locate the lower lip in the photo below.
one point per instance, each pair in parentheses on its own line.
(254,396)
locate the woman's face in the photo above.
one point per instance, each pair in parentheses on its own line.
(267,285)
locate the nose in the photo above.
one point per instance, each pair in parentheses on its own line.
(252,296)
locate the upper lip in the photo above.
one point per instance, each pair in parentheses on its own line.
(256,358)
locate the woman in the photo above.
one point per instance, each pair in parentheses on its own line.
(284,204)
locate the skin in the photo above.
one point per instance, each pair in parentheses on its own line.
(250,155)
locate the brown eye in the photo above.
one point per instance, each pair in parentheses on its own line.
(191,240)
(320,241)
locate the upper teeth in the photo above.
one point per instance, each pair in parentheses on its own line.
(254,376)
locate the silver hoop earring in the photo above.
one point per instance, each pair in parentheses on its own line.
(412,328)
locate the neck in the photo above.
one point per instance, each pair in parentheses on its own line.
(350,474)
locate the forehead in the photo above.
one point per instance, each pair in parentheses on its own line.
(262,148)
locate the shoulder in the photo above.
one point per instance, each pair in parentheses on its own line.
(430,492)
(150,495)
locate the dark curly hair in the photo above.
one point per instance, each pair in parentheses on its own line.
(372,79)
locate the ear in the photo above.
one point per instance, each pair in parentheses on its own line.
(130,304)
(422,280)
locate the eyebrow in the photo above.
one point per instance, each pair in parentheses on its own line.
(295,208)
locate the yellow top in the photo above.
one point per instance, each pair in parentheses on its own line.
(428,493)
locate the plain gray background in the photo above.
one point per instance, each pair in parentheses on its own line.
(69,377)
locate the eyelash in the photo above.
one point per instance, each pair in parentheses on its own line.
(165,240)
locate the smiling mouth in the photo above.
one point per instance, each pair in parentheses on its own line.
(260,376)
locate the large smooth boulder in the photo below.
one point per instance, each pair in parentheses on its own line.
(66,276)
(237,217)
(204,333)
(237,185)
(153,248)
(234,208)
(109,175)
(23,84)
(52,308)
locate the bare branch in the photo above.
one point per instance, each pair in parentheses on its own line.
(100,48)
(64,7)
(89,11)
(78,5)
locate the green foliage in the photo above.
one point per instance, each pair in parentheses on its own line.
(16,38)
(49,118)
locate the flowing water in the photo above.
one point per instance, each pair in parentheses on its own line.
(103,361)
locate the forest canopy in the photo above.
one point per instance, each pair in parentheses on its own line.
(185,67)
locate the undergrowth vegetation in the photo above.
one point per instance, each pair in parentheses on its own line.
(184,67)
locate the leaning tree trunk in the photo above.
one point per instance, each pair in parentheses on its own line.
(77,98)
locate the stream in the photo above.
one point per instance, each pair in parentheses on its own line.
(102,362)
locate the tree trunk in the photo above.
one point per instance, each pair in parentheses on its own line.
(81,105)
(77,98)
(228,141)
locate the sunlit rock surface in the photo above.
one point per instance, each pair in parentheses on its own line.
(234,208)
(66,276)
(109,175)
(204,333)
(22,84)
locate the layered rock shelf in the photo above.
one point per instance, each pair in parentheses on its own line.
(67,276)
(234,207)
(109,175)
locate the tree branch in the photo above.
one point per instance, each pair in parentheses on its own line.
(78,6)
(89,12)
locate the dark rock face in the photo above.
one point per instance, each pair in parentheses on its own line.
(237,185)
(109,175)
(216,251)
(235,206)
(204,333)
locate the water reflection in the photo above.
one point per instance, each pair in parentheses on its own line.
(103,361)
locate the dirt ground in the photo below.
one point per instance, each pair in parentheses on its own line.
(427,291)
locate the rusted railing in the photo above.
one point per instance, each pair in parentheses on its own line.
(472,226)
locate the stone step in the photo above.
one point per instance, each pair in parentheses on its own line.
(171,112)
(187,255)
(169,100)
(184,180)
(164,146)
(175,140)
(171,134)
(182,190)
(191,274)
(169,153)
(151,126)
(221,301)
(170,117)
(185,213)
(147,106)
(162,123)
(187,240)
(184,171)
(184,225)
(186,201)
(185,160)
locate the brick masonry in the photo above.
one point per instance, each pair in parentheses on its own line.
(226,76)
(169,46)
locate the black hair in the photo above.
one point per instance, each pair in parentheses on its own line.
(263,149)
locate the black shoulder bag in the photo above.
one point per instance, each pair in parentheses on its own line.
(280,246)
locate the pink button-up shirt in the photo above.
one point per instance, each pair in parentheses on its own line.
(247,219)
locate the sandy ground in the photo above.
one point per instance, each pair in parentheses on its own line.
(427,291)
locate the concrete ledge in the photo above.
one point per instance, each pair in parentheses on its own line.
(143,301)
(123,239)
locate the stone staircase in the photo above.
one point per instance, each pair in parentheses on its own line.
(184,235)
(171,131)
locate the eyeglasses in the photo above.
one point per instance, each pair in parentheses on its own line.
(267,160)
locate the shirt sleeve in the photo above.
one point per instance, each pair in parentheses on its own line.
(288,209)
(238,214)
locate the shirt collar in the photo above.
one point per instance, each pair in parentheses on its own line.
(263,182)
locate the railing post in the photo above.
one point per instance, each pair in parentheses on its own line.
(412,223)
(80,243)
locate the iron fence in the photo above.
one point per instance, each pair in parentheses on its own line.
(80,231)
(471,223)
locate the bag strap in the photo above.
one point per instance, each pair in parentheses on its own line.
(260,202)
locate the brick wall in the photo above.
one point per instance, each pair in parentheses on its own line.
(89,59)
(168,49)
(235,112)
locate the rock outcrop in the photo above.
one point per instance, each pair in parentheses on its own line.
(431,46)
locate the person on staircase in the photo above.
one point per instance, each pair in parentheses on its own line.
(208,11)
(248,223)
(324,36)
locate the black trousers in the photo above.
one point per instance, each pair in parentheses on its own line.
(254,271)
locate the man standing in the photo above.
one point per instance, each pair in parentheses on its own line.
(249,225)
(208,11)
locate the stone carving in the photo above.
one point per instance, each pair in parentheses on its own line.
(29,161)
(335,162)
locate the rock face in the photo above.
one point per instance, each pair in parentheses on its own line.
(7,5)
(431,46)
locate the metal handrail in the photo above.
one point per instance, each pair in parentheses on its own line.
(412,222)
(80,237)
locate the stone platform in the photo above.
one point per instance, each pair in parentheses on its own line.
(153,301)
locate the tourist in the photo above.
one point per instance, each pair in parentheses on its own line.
---*---
GIVEN PROBLEM =
Extract, word for word, each line of the listing above.

ANSWER FOR THIS EXERCISE =
locate the lower lip in the photo below.
one point per instance, each pair in parentheses on its own line.
(254,396)
locate the woman's face in the photo above.
one point per instance, each pair in parentheses on its own line.
(267,285)
locate the nose in the photo above.
one point per instance, each pair in parentheses on its own line.
(252,296)
locate the upper lip in the photo above.
one point per instance, each pair in parentheses on its own line.
(256,358)
locate the woman in the photo above.
one point per instance, each pair in parentheses on its own line.
(284,204)
locate the skin in the photo above.
one point per instance, each pair in parentheses on its own line.
(250,155)
locate the brown eye in the photo above.
one point per instance, each pair in parentheses on its own line.
(191,240)
(320,241)
locate the upper teeth in the photo above.
one point per instance, each pair in parentheses on its own line.
(254,376)
locate the silver hoop earring in the photo above.
one point per instance, each pair in parentheses on its own line.
(412,328)
locate the neck in the photo above.
one point per instance, each pair in parentheses on its own line.
(350,474)
locate the forehead in the photo above.
one point per instance, each pair in parentheses on its own line.
(262,148)
locate the shoulder in the photo above.
one point per instance, each pair in parentheses on its own line.
(430,492)
(150,495)
locate the dark curly hair in the photo above.
one point per instance, each pair in parentheses on its own line.
(372,79)
locate the ear in the photo above.
one point per instance, each pair in parentheses on its own line.
(130,304)
(422,280)
locate the eyebrow in the photo above.
one point per instance, each pair in parentheses on its own line.
(295,208)
locate the yellow top in the photo above.
one point per instance, each pair in parentheses on its own line.
(428,493)
locate the plain gray background in the photo above.
one point per instance, each pair in parentheses on its own line.
(69,377)
locate the eyelash in the photo above.
one point per instance, each pair in parentheses on its own line.
(165,240)
locate the smiling mouth in the photo above.
one point per instance, each pair in parentheses on its own line.
(260,376)
locate the large smooth boulder in the photo below.
one point per instance, each pair in parentheses on its own line.
(66,276)
(237,217)
(204,333)
(237,185)
(153,248)
(234,208)
(109,175)
(23,84)
(52,308)
locate the bare branch in the photo above.
one point per instance, each pair in parentheses on its own line.
(100,48)
(64,7)
(89,11)
(78,5)
locate the green foliage in the photo above.
one point per instance, each pair in parentheses on its own line.
(16,38)
(49,118)
locate the flowing water in the photo above.
one point per instance, each pair in parentheses on its own line.
(103,361)
locate the forest canopy in the photo above.
one point per instance, each pair in parentheses on its own line.
(185,67)
locate the undergrowth vegetation in the photo above.
one point per instance, each pair in parentheses on its own line.
(184,67)
locate the leaning tree trunk in the photo above.
one point per instance, each pair in parentheses on its own line.
(77,98)
locate the stream in the photo above.
one point per instance, each pair in parentheses on its own line.
(102,362)
locate the tree trunk in the photo above.
one point per instance, each pair in parentheses on its own line.
(81,105)
(77,98)
(228,141)
locate the sunlit rock surface in the photo above.
one point per instance, each pair in parentheses on its own line.
(234,208)
(66,276)
(109,175)
(204,333)
(22,84)
locate the layered rock shelf in the photo above.
one point per instance, each pair in parentheses on its own line.
(67,276)
(234,207)
(109,175)
locate the tree branch in the photo above.
one point per instance, each pair in parentheses on its own line.
(78,6)
(89,12)
locate the dark rock face in the photo above.
one point per instance, each pair in parentheses on its own line.
(237,185)
(109,175)
(216,251)
(235,206)
(204,333)
locate the water reflection in the photo above.
one point per instance, each pair in parentheses on its own line.
(103,361)
locate the dirt ground in the photo below.
one point per instance, each pair in parentheses on its own line.
(427,291)
locate the rusted railing in the photo above.
one point per instance, each pair in parentheses on its own line.
(472,226)
locate the stone step in the photo above.
one point per instance, each pair in parentheses on its own line.
(171,112)
(187,255)
(169,100)
(184,180)
(164,146)
(175,140)
(171,134)
(182,190)
(191,274)
(169,153)
(151,126)
(221,301)
(170,117)
(185,213)
(147,106)
(162,123)
(187,240)
(184,171)
(184,225)
(186,201)
(185,160)
locate the brick masonry in the photo above.
one point per instance, each pair in parentheses on its own line.
(226,76)
(169,46)
locate the black hair in the photo above.
one point per instance, each pair in parentheses on its own line.
(263,149)
locate the black shoulder bag in the photo above.
one point per instance, each pair in parentheses on its own line.
(280,246)
locate the pink button-up shirt in the photo above.
one point per instance, each pair in parentheses on its own line.
(247,219)
locate the sandy ground in the photo above.
one point per instance, each pair in parentheses on its own line.
(427,291)
locate the concrete ledge in the photo above.
one point per instance, each pair in parentheses on its own line.
(143,301)
(123,239)
locate the stone staircase in the photo above.
one point per instance, each pair in parentheses on its own line.
(184,235)
(171,131)
locate the eyeglasses in the photo above.
one point per instance, each pair in parentheses on its own line.
(267,160)
locate the shirt sleeve in the photo above.
one point per instance, each pair in parentheses on its own line.
(288,209)
(238,214)
locate the shirt collar in the photo above.
one point per instance, each pair in parentheses on its own line.
(263,182)
locate the railing post in the photo above.
one point per instance, each pair in parentheses on its own line.
(412,223)
(80,243)
locate the iron fence in the photo above.
one point per instance, each pair in parentheses on its own line.
(80,231)
(471,223)
locate the bag strap in the photo above.
one point per instance, each pair in parentheses on its own line.
(260,202)
locate the brick wall in the photo above.
one point per instance, each pair in parentheses on its own line.
(89,59)
(168,49)
(235,112)
locate the rock outcrop in the photo above.
one point per instance, each pair in parentheses on its own line.
(431,46)
locate the person on staircase in the photo above.
one point per instance, each pair in parentheses on its own line.
(208,11)
(248,223)
(324,36)
locate the black trousers in the photo above.
one point per instance, each pair in parentheses on its own line.
(254,271)
locate the man standing in the photo above.
one point per instance, each pair in parentheses on its own line.
(249,225)
(208,11)
locate the stone carving in the photo above.
one point per instance, each pair in parentheses on its own line.
(29,161)
(335,162)
locate the rock face in the photo above.
one point per instance, each pair in parentheses on its own line.
(7,5)
(431,46)
locate the metal handrail in the photo above.
one point per instance, each pair in parentheses on its own line.
(412,222)
(80,237)
locate the stone platform in the photo above.
one point per instance, each pair in parentheses on its own line.
(153,301)
locate the tourist in the photo above.
one point per instance, each pair in parentheses on its own line.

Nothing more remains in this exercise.